* Exercise requirements
Gather every line of the records below that contains the word "dirt", and copy each such line in full.

* Materials provided
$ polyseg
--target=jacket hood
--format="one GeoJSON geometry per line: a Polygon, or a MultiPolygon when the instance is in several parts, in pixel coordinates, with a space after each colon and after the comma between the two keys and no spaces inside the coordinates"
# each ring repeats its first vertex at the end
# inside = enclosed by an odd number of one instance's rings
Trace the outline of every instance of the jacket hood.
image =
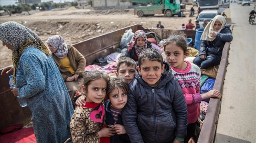
{"type": "MultiPolygon", "coordinates": [[[[161,75],[161,80],[158,83],[157,86],[164,86],[166,84],[170,82],[173,78],[173,75],[172,74],[172,70],[171,67],[167,63],[164,62],[164,65],[165,65],[164,73],[161,75]]],[[[136,76],[135,78],[144,87],[151,87],[142,78],[141,75],[139,74],[139,71],[138,69],[136,69],[136,76]]]]}

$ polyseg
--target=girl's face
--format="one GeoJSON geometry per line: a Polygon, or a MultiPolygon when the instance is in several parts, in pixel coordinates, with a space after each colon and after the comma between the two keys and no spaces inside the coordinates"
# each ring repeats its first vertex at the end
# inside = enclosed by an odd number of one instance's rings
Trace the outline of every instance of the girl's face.
{"type": "Polygon", "coordinates": [[[82,85],[82,88],[86,93],[86,102],[99,104],[106,96],[107,82],[101,78],[92,81],[88,85],[87,89],[85,89],[84,85],[82,85]]]}
{"type": "Polygon", "coordinates": [[[221,27],[221,23],[220,22],[215,22],[213,25],[213,29],[216,31],[220,29],[221,27]]]}
{"type": "Polygon", "coordinates": [[[140,37],[138,38],[137,41],[136,41],[136,44],[140,47],[142,47],[144,46],[145,42],[143,37],[140,37]]]}
{"type": "Polygon", "coordinates": [[[52,46],[49,43],[48,43],[47,45],[48,45],[48,47],[49,47],[49,49],[50,49],[50,50],[51,51],[51,52],[52,52],[52,53],[54,53],[56,52],[56,51],[57,51],[56,49],[55,49],[54,47],[53,47],[53,46],[52,46]]]}
{"type": "Polygon", "coordinates": [[[118,87],[111,91],[109,94],[109,100],[111,104],[116,109],[122,109],[127,102],[127,95],[121,88],[118,87]]]}
{"type": "Polygon", "coordinates": [[[187,65],[184,62],[186,57],[183,50],[175,43],[172,43],[166,46],[165,57],[171,67],[178,69],[186,69],[187,65]]]}

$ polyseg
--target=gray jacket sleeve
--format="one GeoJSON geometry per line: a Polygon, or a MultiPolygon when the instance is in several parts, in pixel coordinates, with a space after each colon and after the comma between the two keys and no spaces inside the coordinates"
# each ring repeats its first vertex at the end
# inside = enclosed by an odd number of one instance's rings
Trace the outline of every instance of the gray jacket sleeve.
{"type": "Polygon", "coordinates": [[[144,143],[137,124],[137,101],[134,94],[130,90],[127,103],[123,108],[122,118],[131,143],[144,143]]]}
{"type": "Polygon", "coordinates": [[[231,33],[231,30],[229,28],[226,28],[224,31],[221,33],[217,34],[216,37],[217,37],[221,41],[229,42],[233,40],[233,36],[231,33]]]}

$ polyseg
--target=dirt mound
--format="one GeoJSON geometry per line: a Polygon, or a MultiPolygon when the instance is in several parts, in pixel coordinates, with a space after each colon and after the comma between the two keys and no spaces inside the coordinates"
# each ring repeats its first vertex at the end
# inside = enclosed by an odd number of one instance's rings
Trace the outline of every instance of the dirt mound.
{"type": "Polygon", "coordinates": [[[74,12],[68,14],[63,14],[60,15],[122,15],[122,14],[133,14],[133,10],[123,9],[123,10],[88,10],[84,12],[74,12]]]}
{"type": "Polygon", "coordinates": [[[68,8],[68,9],[66,10],[71,11],[71,10],[76,10],[76,7],[73,6],[71,6],[71,7],[68,8]]]}

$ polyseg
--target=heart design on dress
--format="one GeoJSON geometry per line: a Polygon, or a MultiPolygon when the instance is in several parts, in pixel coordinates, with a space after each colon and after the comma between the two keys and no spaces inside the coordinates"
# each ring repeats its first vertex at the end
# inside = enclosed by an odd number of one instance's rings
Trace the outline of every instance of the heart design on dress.
{"type": "Polygon", "coordinates": [[[103,117],[105,114],[105,109],[104,106],[101,105],[98,110],[94,110],[90,114],[91,119],[97,122],[102,123],[103,122],[103,117]]]}

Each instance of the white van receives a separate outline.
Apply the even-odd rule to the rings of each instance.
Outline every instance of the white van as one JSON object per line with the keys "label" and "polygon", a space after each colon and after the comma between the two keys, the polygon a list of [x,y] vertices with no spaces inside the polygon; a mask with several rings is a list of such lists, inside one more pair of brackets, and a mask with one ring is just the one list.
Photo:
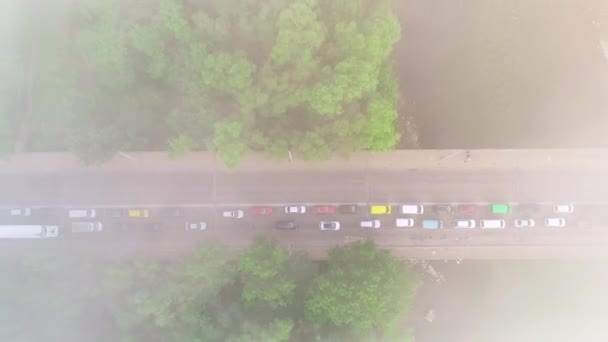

* Written response
--target=dirt mound
Trace the outline of every instance of the dirt mound.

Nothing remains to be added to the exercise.